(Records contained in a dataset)

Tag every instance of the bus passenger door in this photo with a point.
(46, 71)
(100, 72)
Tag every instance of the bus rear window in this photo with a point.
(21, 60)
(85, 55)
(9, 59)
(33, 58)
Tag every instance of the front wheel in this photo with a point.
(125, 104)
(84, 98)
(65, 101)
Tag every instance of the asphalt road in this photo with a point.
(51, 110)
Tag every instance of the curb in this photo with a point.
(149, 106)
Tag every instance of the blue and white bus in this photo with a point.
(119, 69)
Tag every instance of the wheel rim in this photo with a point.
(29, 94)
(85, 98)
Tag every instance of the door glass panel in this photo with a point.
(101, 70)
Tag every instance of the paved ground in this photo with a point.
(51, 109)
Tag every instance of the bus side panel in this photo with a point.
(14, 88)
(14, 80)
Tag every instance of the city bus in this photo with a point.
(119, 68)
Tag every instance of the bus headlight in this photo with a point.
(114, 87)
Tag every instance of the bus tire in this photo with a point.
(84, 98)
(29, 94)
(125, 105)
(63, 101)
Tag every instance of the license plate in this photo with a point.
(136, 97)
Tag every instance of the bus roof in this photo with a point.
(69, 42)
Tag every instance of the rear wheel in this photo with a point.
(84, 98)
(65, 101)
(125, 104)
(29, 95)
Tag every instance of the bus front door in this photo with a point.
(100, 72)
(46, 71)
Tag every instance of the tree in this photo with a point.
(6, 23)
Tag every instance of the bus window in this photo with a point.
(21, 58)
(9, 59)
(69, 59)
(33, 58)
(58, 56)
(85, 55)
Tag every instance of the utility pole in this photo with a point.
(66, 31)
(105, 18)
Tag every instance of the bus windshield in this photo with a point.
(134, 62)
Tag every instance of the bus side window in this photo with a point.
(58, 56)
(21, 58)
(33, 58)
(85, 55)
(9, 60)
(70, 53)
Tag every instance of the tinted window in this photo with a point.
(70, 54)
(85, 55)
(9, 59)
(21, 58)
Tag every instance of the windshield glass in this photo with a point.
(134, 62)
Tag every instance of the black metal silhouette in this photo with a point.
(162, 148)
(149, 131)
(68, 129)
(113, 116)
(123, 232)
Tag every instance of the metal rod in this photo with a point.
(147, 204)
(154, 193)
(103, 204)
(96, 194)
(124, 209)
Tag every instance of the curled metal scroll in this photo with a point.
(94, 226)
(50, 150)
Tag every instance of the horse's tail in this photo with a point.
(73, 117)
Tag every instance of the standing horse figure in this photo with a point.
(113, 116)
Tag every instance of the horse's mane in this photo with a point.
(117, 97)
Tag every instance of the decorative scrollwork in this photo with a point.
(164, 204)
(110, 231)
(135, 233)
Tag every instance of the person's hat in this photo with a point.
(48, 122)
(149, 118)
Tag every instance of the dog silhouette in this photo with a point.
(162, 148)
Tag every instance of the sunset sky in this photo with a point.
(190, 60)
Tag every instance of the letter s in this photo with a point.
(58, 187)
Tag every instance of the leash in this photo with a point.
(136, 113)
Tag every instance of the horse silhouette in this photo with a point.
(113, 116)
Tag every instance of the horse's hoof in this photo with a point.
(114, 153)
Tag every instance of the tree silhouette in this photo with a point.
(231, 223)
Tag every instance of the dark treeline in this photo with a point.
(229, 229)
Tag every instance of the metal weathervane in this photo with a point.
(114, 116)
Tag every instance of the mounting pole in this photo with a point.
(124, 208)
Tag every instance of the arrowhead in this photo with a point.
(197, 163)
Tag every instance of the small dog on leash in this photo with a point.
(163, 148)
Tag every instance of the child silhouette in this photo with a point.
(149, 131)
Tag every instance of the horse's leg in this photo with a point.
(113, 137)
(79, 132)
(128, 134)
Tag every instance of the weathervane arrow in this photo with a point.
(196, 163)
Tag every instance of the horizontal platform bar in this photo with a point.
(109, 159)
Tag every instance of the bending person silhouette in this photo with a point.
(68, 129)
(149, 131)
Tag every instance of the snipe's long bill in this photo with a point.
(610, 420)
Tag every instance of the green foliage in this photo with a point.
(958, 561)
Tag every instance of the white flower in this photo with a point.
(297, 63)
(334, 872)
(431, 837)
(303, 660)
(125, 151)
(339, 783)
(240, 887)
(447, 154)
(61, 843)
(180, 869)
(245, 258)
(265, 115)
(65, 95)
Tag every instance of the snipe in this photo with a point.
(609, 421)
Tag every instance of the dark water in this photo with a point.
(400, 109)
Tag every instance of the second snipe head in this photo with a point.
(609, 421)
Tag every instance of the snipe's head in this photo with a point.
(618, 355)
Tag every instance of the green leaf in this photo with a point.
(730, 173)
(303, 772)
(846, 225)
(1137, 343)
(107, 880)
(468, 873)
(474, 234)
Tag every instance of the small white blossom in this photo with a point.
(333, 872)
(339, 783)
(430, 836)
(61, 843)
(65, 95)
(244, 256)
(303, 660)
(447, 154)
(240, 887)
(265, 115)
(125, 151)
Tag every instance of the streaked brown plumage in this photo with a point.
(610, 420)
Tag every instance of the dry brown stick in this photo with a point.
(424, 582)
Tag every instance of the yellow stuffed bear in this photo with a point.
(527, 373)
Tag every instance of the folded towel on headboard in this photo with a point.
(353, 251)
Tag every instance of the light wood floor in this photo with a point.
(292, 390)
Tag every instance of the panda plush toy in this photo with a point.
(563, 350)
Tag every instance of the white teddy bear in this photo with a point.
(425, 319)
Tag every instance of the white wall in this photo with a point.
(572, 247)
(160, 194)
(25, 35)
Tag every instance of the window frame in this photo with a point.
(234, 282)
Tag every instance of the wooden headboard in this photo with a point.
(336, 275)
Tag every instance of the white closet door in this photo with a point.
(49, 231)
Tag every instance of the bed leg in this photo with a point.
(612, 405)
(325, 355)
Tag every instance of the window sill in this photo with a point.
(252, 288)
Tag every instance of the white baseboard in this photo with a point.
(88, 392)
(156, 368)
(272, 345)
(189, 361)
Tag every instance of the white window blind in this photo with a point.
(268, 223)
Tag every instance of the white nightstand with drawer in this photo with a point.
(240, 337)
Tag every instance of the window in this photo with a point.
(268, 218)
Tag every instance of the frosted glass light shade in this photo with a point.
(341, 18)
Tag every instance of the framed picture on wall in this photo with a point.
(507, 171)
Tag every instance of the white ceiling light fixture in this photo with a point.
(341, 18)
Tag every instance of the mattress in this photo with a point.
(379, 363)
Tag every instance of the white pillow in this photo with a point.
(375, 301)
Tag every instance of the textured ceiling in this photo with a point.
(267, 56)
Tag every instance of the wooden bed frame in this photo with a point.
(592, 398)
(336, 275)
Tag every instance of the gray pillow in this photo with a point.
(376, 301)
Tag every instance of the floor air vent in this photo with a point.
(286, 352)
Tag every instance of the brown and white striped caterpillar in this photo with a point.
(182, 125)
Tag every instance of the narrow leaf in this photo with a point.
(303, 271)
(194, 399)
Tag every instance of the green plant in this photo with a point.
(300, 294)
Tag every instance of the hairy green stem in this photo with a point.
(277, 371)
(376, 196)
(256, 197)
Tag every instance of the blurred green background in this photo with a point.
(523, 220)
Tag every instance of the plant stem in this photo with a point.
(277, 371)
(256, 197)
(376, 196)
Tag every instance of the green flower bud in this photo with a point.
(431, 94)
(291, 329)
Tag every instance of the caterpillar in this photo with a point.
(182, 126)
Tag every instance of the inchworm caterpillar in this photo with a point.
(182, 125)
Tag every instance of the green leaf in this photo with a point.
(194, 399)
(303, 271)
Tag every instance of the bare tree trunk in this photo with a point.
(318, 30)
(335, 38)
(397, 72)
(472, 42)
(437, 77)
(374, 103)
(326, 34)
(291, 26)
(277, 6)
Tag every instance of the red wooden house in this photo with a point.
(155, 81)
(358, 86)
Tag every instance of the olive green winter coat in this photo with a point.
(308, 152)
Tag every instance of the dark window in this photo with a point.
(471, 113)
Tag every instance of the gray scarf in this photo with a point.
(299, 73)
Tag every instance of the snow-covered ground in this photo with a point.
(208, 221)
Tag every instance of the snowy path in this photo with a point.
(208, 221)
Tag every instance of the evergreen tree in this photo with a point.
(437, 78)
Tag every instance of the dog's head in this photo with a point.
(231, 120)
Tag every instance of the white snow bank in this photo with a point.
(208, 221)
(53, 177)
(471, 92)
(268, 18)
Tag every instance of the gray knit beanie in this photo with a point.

About this exercise
Reply with an exact copy of the lines running from the one containing "Tag every instance of the snowy" through the end of the entries above, both ends included.

Task solution
Tag every instance of the snowy path in this photo with a point.
(208, 221)
Tag every instance of the evergreen tree in this photo with a point.
(437, 78)
Tag every instance of the dog's head in this photo with a point.
(231, 120)
Tag every instance of the white snow bank in this photo with a point.
(208, 221)
(53, 177)
(471, 92)
(268, 18)
Tag every instance of the gray knit beanie in this photo with a point.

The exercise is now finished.